Provided material section start
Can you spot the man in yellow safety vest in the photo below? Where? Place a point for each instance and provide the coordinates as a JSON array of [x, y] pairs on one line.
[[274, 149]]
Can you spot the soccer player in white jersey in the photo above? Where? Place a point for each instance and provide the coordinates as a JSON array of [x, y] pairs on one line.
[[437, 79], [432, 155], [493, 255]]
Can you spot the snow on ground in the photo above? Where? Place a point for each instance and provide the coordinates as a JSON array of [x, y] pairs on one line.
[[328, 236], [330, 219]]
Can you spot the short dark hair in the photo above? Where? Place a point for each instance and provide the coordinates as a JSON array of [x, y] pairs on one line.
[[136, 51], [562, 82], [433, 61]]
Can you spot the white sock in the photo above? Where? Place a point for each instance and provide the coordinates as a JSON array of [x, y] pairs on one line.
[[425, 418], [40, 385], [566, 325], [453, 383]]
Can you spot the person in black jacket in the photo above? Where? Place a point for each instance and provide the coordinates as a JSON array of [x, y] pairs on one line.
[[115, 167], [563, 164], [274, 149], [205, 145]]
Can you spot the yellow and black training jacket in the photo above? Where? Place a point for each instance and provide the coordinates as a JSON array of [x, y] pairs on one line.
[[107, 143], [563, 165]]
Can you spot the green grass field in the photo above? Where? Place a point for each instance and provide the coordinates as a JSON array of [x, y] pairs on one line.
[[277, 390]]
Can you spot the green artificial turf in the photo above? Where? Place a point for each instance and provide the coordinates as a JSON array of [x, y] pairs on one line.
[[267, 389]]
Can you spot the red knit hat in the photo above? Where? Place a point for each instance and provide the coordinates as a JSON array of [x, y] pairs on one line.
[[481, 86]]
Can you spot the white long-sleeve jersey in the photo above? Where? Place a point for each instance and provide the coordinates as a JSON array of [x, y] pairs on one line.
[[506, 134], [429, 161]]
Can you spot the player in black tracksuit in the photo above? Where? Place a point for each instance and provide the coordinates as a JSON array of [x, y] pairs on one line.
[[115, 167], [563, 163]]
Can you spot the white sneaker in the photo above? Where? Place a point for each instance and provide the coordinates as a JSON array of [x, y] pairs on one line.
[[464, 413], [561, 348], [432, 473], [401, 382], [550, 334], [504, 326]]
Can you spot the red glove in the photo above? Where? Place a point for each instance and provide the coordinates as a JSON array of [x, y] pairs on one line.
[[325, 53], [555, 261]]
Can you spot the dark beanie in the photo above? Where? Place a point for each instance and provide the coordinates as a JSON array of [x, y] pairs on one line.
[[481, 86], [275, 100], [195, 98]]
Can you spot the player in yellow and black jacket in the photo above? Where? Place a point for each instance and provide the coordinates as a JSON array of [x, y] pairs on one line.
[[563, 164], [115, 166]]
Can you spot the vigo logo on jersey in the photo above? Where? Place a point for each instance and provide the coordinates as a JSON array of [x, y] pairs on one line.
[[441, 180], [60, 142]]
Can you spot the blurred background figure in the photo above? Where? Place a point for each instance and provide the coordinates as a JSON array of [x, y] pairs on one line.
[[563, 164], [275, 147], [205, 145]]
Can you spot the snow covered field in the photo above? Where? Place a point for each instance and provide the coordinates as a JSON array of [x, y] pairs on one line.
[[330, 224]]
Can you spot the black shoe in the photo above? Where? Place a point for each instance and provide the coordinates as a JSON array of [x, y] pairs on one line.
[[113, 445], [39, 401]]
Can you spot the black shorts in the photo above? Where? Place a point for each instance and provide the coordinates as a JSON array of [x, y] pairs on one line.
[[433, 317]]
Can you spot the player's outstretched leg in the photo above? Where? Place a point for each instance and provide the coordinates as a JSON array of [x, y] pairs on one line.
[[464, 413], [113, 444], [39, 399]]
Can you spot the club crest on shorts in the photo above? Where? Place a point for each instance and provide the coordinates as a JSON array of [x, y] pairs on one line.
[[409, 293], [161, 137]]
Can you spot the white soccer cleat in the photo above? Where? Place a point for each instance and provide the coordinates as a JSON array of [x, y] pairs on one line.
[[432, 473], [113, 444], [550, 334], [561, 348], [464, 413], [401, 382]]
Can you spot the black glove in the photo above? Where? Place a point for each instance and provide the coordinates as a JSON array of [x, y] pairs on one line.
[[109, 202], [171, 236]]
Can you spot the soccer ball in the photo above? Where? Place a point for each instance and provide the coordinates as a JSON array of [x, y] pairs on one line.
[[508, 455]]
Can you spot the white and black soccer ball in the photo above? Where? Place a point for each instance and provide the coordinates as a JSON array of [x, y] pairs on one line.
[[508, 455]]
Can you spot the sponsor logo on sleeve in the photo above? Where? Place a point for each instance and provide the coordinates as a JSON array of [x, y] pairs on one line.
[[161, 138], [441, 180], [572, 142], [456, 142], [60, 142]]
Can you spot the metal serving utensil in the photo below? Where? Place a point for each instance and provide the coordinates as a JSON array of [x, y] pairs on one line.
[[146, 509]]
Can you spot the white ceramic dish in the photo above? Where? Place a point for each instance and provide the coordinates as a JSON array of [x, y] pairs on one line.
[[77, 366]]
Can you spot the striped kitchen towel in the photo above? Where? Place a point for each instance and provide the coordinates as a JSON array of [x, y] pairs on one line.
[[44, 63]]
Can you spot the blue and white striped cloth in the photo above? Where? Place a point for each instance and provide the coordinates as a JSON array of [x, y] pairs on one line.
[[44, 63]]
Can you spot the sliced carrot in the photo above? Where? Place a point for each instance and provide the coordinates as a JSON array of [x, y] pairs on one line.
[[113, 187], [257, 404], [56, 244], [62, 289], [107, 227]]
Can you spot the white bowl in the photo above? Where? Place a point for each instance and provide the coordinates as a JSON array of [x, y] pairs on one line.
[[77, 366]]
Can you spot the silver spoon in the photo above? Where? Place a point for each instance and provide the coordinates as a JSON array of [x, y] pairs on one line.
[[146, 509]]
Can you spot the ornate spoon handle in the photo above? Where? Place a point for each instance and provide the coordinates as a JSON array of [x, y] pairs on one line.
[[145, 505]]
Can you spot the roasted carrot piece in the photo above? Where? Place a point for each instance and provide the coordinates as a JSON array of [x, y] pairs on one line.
Provided material section end
Exercise »
Retype exactly. Start at the line with "Can you spot the blue" and stop at the last line of the data.

Response to this task »
Can you spot the blue and white striped cloth in the photo above? Where? Place a point for each instance and provide the coordinates as a JSON array of [x, y] pairs on one line.
[[44, 63]]
Can you spot the sliced carrot in the photo above? Where? Place a point for each instance and provide the coordinates as a JSON array of [x, y] pairs on one line.
[[113, 187], [257, 404], [56, 244], [62, 289], [107, 227]]
Can you spot the white bowl in the photo above? Where? Place a point for each instance and provide the coordinates as a JSON array of [x, y] pairs on one line.
[[77, 366]]
Can you spot the silver spoon in the photo above? Where? Place a point for each instance and provide the coordinates as a JSON array of [x, y] pairs on one line.
[[146, 509]]
Can you spot the ornate spoon handle in the photo above? Where? Place a point for each instance and provide the coordinates as a JSON array of [x, y] pairs on one line.
[[145, 505]]
Can you spot the roasted carrot piece in the photo above? Where? Place a point for each instance and provide the coordinates as a JSON array of [x, y] pairs on one line.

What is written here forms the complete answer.